__Exercises to complete__.
1/ Quote from the air pollution study summary below the passage between "Particulate air pollution" and "to airborne particles.", inclusive.
2/ According to the air pollution study summary below, how many participants provided the maximum number of blood samples?
3/ Continue the air pollution study summary that appears below, beginning after its final sentence.

__Text for analysis__.
________________
Particulate air pollution has been associated with excess deaths from, and increases in hospital admissions for, cardiovascular disease among older people. A study was undertaken to determine whether this may be a consequence of alterations in the blood, secondary to pulmonary inflammation caused by the action of fine particles on alveolar cells, by repeatedly measuring haematological factors in older people and relating them to measurements of exposure to airborne particles.


One hundred and twelve individuals aged 60+ years in two UK cities provided repeated blood samples over 18 months, 108 providing the maximum of 12 samples. Estimates of individual exposure to particles of less than 10 microm diameter (PM(10)), derived from a mathematical model based on activity diaries and comparative measurements of PM(10) at multiple sites and during a variety of activities, were made for each three day period prior to blood sampling. The relationships between blood values and estimates of both personal exposure and city centre measurements of PM(10) were investigated by analysis of covariance, adjusting for city, season, temperature, and repeated individual measurements.
________________
__Information provided__.
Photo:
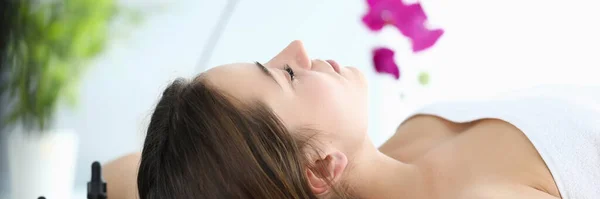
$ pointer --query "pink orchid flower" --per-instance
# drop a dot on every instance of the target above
(383, 59)
(408, 19)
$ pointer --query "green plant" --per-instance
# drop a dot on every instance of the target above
(48, 45)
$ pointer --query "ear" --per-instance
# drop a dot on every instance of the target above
(327, 169)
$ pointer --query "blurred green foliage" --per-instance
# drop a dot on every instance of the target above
(49, 46)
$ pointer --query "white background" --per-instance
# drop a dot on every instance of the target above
(489, 47)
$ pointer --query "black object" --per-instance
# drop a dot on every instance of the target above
(96, 187)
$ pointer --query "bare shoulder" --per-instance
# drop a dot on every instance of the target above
(121, 176)
(505, 191)
(416, 135)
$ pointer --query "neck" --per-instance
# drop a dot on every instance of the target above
(380, 176)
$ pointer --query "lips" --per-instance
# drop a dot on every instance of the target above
(334, 65)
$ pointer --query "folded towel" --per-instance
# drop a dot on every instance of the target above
(562, 122)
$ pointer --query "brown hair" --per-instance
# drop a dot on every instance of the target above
(202, 143)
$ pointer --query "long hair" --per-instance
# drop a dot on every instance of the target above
(202, 143)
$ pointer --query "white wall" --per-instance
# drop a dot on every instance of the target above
(120, 89)
(490, 46)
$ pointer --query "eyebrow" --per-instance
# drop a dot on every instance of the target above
(266, 72)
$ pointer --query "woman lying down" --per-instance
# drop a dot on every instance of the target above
(296, 128)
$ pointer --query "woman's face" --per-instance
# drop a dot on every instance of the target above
(312, 94)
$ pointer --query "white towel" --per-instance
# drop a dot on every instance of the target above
(562, 122)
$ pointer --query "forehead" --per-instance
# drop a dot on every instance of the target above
(244, 81)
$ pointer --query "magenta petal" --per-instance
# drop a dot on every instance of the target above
(426, 39)
(381, 12)
(383, 59)
(374, 23)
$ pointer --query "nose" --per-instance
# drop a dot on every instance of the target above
(294, 55)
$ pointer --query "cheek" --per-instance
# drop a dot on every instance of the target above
(331, 105)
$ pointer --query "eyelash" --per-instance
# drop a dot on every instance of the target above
(290, 71)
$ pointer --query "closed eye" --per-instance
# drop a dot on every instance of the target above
(290, 71)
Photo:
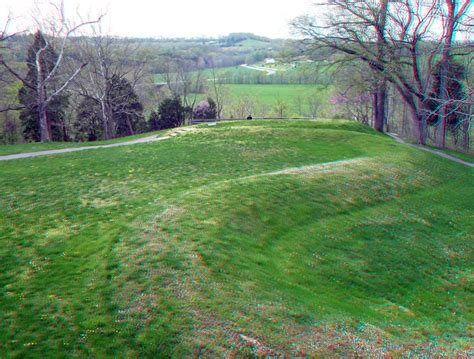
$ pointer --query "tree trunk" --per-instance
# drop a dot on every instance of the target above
(380, 104)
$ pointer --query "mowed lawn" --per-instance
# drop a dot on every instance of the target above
(246, 238)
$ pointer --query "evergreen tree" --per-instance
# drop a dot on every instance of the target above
(88, 124)
(171, 113)
(126, 107)
(28, 95)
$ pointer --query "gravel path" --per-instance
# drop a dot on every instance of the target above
(76, 149)
(438, 153)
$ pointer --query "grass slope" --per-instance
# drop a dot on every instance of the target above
(242, 239)
(38, 147)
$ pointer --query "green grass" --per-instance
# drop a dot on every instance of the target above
(265, 97)
(262, 100)
(179, 247)
(468, 157)
(37, 146)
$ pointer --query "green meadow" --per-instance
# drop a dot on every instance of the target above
(252, 238)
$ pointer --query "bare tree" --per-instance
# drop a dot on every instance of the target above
(4, 34)
(56, 32)
(452, 13)
(396, 42)
(107, 59)
(219, 90)
(184, 78)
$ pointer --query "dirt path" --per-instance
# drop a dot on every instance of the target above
(174, 133)
(76, 149)
(438, 153)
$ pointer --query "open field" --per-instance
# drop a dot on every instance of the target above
(264, 100)
(254, 237)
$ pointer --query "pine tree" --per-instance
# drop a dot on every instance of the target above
(127, 110)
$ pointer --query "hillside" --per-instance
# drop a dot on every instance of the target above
(272, 237)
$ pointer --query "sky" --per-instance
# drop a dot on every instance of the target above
(176, 18)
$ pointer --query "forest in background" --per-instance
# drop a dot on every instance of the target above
(125, 86)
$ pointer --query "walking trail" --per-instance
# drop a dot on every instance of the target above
(438, 153)
(184, 130)
(85, 148)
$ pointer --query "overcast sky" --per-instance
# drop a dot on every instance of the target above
(180, 18)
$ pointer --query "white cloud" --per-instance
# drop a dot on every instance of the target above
(181, 18)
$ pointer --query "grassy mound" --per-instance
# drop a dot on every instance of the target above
(248, 238)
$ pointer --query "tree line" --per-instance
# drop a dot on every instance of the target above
(407, 46)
________________
__Per-task answers__.
1/
Particulate air pollution has been associated with excess deaths from, and increases in hospital admissions for, cardiovascular disease among older people. A study was undertaken to determine whether this may be a consequence of alterations in the blood, secondary to pulmonary inflammation caused by the action of fine particles on alveolar cells, by repeatedly measuring haematological factors in older people and relating them to measurements of exposure to airborne particles.

2/ 108 participants provided the maximum of 12 samples.

3/
Estimated personal exposure to PM(10) over the previous three days showed negative correlations with haemoglobin concentration, packed cell volume (PCV), and red blood cell count (p<0.001), and with platelets and factor VII levels (p<0.05). The changes in red cell indices persisted after adjustment for plasma albumin in a sample of 60 of the subjects. City centre PM(10) measurements over three days also showed negative correlations with haemoglobin and red cell count (p<0.001) and with PCV and fibrinogen (p<0.05), the relationship with haemoglobin persisting after adjustment for albumin. C reactive protein levels showed a positive association with city centre measurements of PM(10) (p<0.01). Based on a linear relationship, the estimated change in haemoglobin associated with an alteration in particle concentration of 100 microg/m(3) is estimated to have been 0.44 g/dl (95% CI 0.62 to 0.26) for personal PM(10) and 0.73 g/dl (95% CI 1.11 to 0.36) for city centre PM(10) measurements.


This investigation is the first to estimate personal exposures to PM(10) and to demonstrate associations between haematological indices and air pollution. The changes in haemoglobin adjusted for albumin suggest that inhalation of some component of PM(10) may cause sequestration of red cells in the circulation. We propose that an action of such particles either on lung endothelial cells or on erythrocytes themselves may be responsible for changing red cell adhesiveness. Peripheral sequestration of red cells offers an explanation for the observed cardiovascular effects of particulate air pollution.